:: The task ::
Every record should be written out again in full, with no character altered.

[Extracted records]
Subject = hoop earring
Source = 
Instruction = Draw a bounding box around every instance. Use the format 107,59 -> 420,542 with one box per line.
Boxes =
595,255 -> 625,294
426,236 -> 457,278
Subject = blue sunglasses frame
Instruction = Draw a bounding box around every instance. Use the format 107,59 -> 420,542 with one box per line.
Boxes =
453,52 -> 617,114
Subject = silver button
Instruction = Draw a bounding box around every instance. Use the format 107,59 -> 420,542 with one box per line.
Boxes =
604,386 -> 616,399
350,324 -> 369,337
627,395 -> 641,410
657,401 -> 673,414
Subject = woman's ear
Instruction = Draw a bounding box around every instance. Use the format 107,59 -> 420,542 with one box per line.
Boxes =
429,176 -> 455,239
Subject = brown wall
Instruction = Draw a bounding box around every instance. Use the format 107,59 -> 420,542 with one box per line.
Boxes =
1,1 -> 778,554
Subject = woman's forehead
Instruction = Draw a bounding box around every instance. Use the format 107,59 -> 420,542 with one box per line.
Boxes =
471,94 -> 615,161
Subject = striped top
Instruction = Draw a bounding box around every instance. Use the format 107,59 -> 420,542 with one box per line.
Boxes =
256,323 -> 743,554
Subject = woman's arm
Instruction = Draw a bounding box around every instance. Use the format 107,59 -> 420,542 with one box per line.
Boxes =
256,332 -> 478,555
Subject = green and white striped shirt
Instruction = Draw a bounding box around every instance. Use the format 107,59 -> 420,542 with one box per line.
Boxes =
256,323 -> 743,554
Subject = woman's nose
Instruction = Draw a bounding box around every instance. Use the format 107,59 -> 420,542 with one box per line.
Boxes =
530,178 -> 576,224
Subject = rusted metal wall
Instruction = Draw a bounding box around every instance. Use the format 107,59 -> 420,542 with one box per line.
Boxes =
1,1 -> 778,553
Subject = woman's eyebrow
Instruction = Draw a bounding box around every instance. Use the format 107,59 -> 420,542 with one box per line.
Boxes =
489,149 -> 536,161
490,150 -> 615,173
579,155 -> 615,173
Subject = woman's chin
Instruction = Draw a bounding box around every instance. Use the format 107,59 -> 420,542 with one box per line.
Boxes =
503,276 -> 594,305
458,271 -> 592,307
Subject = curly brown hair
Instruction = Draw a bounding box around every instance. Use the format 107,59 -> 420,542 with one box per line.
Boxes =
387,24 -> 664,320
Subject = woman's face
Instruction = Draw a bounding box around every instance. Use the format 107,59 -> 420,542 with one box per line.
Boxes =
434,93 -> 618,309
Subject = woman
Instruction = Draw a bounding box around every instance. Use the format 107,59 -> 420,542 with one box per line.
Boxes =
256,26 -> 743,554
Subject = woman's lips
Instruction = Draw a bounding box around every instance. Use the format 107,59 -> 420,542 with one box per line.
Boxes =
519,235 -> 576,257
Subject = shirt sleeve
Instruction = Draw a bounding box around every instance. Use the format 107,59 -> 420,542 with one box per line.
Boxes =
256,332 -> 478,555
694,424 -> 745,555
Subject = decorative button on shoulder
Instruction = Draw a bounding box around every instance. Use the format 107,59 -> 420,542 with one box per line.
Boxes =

:: Reply to the task ::
Subject = hoop earring
Source = 
Instruction = Draw a bounding box around every instance. Use the format 107,59 -> 420,542 with one box per line.
Boxes =
595,255 -> 625,294
426,236 -> 457,278
Subject = blue sunglasses frame
Instruction = Draw a bounding box around every instance. Use the format 107,59 -> 420,542 with one box per line.
Boxes =
453,52 -> 617,114
Subject = silver button
Instruction = Draw a bounding box around every instance. Use the format 107,59 -> 420,542 with one box per line.
Boxes =
604,386 -> 616,399
350,324 -> 369,337
627,395 -> 641,410
657,401 -> 673,414
Subject = woman's ear
Instruction = Draw a bounding box around every instance. Use the format 107,59 -> 420,542 with one box per line.
Boxes =
429,176 -> 455,239
Subject = brown wall
Instruction = Draw a bounding box around every instance. Use the format 107,59 -> 420,542 with one box per line.
Boxes =
1,1 -> 778,554
Subject = woman's forehead
Instruction = Draw a bounding box around every instance. Use the format 107,59 -> 420,542 with one box per line.
Boxes =
471,94 -> 615,161
Subject = striped top
Instruction = Draw a bounding box around every instance. Use the format 107,59 -> 420,542 with one box per line.
Boxes =
256,323 -> 743,554
Subject = woman's arm
Instruction = Draw a bounding box around every instance. Use the format 107,59 -> 420,542 with one box per line.
Boxes =
256,332 -> 478,555
Subject = green and white striped shirt
Instruction = Draw a bounding box around every instance. Use the format 107,59 -> 420,542 with one box per line.
Boxes =
256,323 -> 743,554
Subject = woman's nose
Instruction = Draw a bounding box around every instance. Use the format 107,59 -> 420,542 with one box per line.
Boxes =
530,178 -> 576,224
Subject = rusted metal wall
Instruction = Draw a bounding box around every instance. Use the format 107,59 -> 420,542 with one box per line.
Boxes =
1,1 -> 778,553
Subject = woman's eyebrow
Instruction = Draw a bounding box around every instance. Use the format 107,59 -> 420,542 with one box per line.
Boxes =
489,149 -> 536,161
490,150 -> 615,173
579,155 -> 615,173
Subject = woman's chin
Instruction = Draw a bounding box around every instance. Use the format 107,59 -> 420,542 with one box per line.
Boxes =
503,276 -> 594,305
458,271 -> 592,307
Subject = curly brown hair
Instruction = Draw a bounding box around every instance. Use the format 107,59 -> 420,542 with one box per line.
Boxes =
387,24 -> 664,320
Subject = woman's face
Instruction = Draw a bounding box around every instance. Use the format 107,59 -> 420,542 with one box per line.
Boxes =
434,93 -> 618,309
Subject = woman
Instruction = Draw a bounding box around every instance. Use the format 107,59 -> 420,542 with one box per line.
Boxes =
256,26 -> 743,554
Subject = woman's lips
Instruction = Draw a bounding box around every instance. Use the format 107,59 -> 420,542 with one box per line.
Boxes =
519,235 -> 576,257
Subject = shirt sleeve
Instruction = Draw a bounding box around every instance. Use the format 107,59 -> 420,542 with one box per line.
Boxes =
256,332 -> 478,555
694,424 -> 745,555
Subject = decorative button on shoulder
Instruction = Draw a bounding box around every instance. Use the format 107,59 -> 420,542 with one box per line.
Boxes =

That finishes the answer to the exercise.